◆ TASKS TO COMPLETE:
1. Using the legislative roundup, answer these:
(a) In which room does the House Elections committee meet?
(b) How many bills did senators file on Tuesday?
(c) Under House Bill 392, what must social service workers do if an applicant has an outstanding warrant?
2. Write the next part of the legislative roundup, picking up after its last paragraph.

◆ GIVEN PASSAGE:
____

House Elections (1 p.m. | LOB 643): The committee will take testimony on potential voter ID legislation. Some of the speakers may be asked to speak about early voting as well. Those expected to speak include Brian Kemp, Georgia's Secretary of State, and Ion Sancho, Supervisor of Elections in Leon County, Florida. WRAL.com will carry the meeting live. Check the Video Central box on our home page.
Senate Finance (1 p.m. | LOB 544): The Senate will look at a massive tax system rewrite put forward by Sen. Dan Goldfield, D-Mecklenburg. The bill is scheduled for discussion only and is part of an ongoing series of discussions in advance of a GOP-lead effort to remake the state's tax system.
FROM TUESDAY: Among the stories we were following Tuesday were:
BENEFITS: County Departments of Social Service would be required to conduct criminal background checks on those applying for federal benefits under a bill that cleared the House Health and Human Services Committee on Tuesday. If someone applying for Food and Nutrition Assistance, what many people call food stamps, or Temporary Assistance for Needy Families, which are cash payments, is found to have an outstanding warrant, social service workers would be required to report them to local law enforcement under House Bill 392.
LOBBYING: A Wake County judge should reconsider throwing out a $30,000 fine against a former high-profile lobbyist who worked to change the state's "Buy America" law so that imported iron could be used on highway projects, the state Court of Appeals ruled Tuesday.
BILLS: Senators filed 144 bills in advance of a key deadline Tuesday. House lawmakers filed 35, but have more time to submit their ideas. Between the two chambers, more than 1,250 bills have been filed so far this year.
Among those filed yesterday was a measure by three freshmen senators who said they want to head off a policy that would allow students of the opposite sex to start sharing bathrooms and common living areas in University of North Carolina at Chapel Hill campus housing suites and apartments next fall.

____

◆ SUPPLIED INFORMATION:
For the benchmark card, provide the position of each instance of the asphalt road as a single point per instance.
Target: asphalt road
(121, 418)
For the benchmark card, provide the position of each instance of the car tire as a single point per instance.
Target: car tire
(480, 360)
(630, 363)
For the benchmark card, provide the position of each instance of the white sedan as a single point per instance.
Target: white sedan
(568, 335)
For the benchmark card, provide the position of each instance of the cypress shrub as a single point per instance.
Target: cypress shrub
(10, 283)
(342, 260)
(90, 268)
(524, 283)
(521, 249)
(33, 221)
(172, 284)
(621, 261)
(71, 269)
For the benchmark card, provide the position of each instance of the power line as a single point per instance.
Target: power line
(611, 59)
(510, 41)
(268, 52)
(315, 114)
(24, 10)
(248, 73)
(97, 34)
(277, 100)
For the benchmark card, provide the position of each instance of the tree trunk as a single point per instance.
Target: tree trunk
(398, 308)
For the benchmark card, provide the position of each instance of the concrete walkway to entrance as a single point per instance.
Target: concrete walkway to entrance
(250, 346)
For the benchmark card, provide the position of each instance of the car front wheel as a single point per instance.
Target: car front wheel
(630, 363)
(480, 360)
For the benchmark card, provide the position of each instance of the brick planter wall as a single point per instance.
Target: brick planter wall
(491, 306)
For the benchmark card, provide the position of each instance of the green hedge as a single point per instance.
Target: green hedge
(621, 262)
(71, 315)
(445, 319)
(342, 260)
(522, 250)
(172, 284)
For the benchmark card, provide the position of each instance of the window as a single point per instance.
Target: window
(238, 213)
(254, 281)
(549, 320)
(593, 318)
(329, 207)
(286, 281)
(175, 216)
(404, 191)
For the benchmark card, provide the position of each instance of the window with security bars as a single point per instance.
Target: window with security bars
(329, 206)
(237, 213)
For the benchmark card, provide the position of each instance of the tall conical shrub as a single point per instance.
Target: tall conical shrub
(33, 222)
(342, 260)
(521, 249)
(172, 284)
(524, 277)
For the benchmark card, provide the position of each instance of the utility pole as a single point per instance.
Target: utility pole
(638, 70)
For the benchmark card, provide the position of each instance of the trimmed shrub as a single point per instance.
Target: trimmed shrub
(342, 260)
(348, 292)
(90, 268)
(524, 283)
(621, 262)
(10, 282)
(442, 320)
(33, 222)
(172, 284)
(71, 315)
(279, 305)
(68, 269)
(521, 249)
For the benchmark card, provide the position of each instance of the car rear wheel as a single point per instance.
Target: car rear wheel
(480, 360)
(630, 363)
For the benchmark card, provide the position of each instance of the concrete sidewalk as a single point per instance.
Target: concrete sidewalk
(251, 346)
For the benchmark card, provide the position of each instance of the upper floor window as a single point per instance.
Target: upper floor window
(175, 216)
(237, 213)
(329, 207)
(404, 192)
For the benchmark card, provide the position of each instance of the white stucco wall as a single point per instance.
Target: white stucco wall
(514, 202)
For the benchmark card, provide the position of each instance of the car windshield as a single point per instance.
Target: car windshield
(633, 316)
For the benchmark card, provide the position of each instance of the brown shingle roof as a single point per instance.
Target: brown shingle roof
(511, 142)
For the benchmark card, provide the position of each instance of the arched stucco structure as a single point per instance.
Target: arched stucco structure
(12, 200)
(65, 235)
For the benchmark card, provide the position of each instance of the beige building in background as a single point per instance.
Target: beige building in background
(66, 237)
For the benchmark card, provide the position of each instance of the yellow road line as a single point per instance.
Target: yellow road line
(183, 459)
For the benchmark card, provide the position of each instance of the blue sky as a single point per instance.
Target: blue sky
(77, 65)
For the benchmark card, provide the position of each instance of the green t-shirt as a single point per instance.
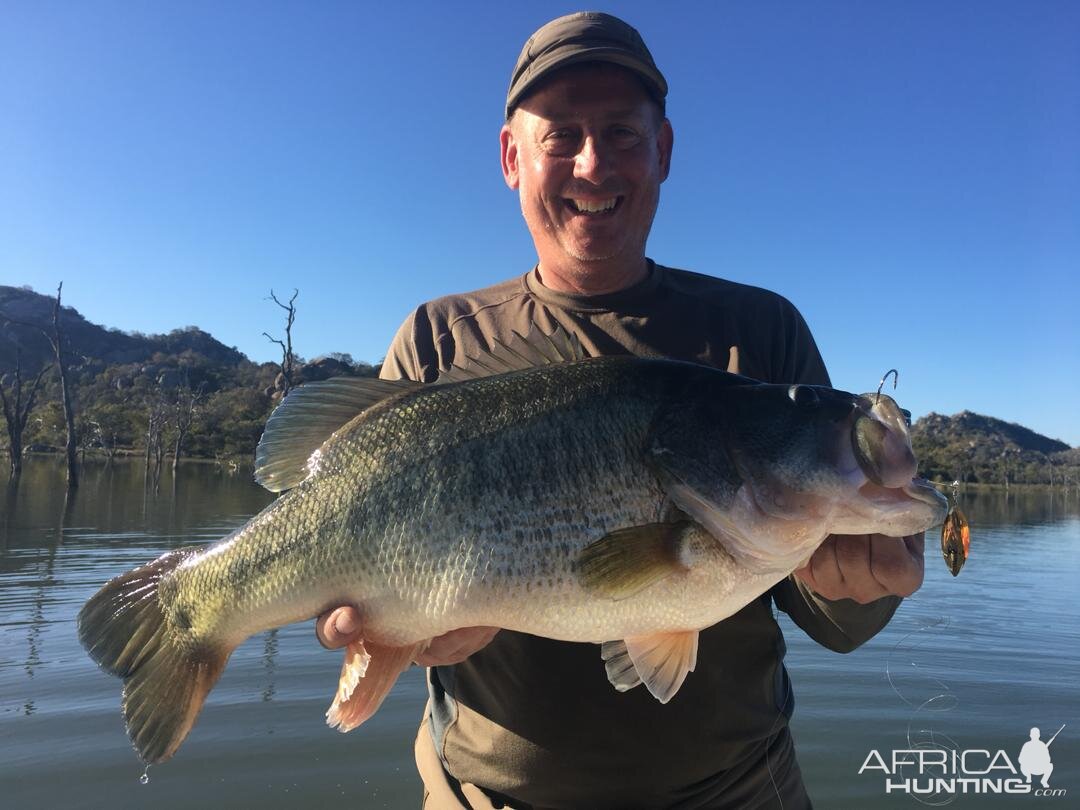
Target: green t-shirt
(536, 719)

____

◆ SOLVED TASKS:
1.
(a) LOB 643
(b) 144
(c) Report the applicant to local law enforcement.

2.
Another bill would purport to allow for sectarian prayer during official meetings of government bodies, despite court rulings that say such actions are in violation of the U.S. Constitution.
BOATS: Senate lawmakers are debating a bill that would raise fees on boats across the state to pay for dredging for coastal inlets. Sponsor Sen. Harry Brown, R-On slow, said in a hearing Tuesday that the federal government used to pay for the dredging of shallow coastal inlets. But that money has dried up, and federal officials have made it clear it won't return.
AIRPORT: A Charlotte lawmaker said Tuesday that shifting control of the Charlotte-Douglas International Airport to a yet-to-be-created regional authority is critical for North Carolina's economic future. Rep. William Brawler, R-Mecklenburg, said the airport is poised to become a freight distribution hub for the eastern half of the U.S. as the Panama Canal expands and starts handling larger container ships next year.
GRADES: Public schools in North Carolina would get A through F letter grades to reflect their performance, starting next year, under legislation approved Tuesday by a House committee. House Bill 435, which passed easily on a voice vote, would modify the letter-grade system that was part of Senate President Pro Team Phil Berger's sweeping education reform package last year. Although the package never made it out of the House, portions were rolled into the state budget and approved.